The purpose of the second component of validation, ongoing monitoring, is to confirm that the model was implemented appropriately and continues to perform as intended. Process verification and benchmarking are its key elements. Process verification includes making sure that data are accurate and complete; that models are being used, monitored, and updated as designed; and that appropriate action is taken if deficiencies exist. Benchmarking uses alternative data sources or risk assessment approaches to draw inferences about the correctness of model outputs before outcomes are actually known. The time needed to generate a sufficient number of representative accounts (good and bad) to evaluate the effectiveness of the model post-implementation will vary depending on the product-type or customer group. Consequently, benchmarking becomes an important tool in the validation process because it provides an earlier-read of model performance than is available from back-testing.
The third component of validation, outcomes analysis, compares the bank's forecasts of model outputs with actual outcomes. It should include back-testing, which is the comparison of the outcomes forecasted by the models with actual outcomes during a sample period not used in model development (out-of-sample testing).

- [Written request 1]:
Could you shorten the paragraph in the model validation text that begins "The purpose of the second component of validation," keeping its main facts?

- [Entries shown]:

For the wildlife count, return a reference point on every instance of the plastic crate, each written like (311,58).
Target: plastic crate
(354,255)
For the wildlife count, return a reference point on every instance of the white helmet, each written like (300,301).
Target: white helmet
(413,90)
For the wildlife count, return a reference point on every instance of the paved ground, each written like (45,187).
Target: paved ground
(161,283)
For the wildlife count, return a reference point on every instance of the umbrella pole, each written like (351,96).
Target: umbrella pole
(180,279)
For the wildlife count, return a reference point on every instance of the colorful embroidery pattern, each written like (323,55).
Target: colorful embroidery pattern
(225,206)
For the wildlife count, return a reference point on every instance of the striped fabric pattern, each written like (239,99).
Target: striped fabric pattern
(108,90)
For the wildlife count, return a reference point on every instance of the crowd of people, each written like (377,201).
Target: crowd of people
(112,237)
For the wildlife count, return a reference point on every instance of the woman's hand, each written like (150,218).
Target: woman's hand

- [Written request 2]:
Which lines of the rows contain the string "Target"? Copy each of them in full, and note that case counts.

- [Exercise result 1]:
Ongoing monitoring, the second component of validation, confirms that a model was implemented appropriately and continues to perform as intended. Its key elements are:
- Process verification: checking that data are accurate and complete, that models are used, monitored, and updated as designed, and that appropriate action is taken when deficiencies exist.
- Benchmarking: using alternative data sources or risk assessment approaches to judge whether model outputs are correct before actual outcomes are known.

The time needed to gather enough representative good and bad accounts to evaluate a model after implementation varies by product type or customer group. Benchmarking therefore gives an earlier read on model performance than back-testing.

- [Exercise result 2]:
Target: plastic crate
Target: white helmet
Target: paved ground
Target: umbrella pole
Target: colorful embroidery pattern
Target: striped fabric pattern
Target: crowd of people
Target: woman's hand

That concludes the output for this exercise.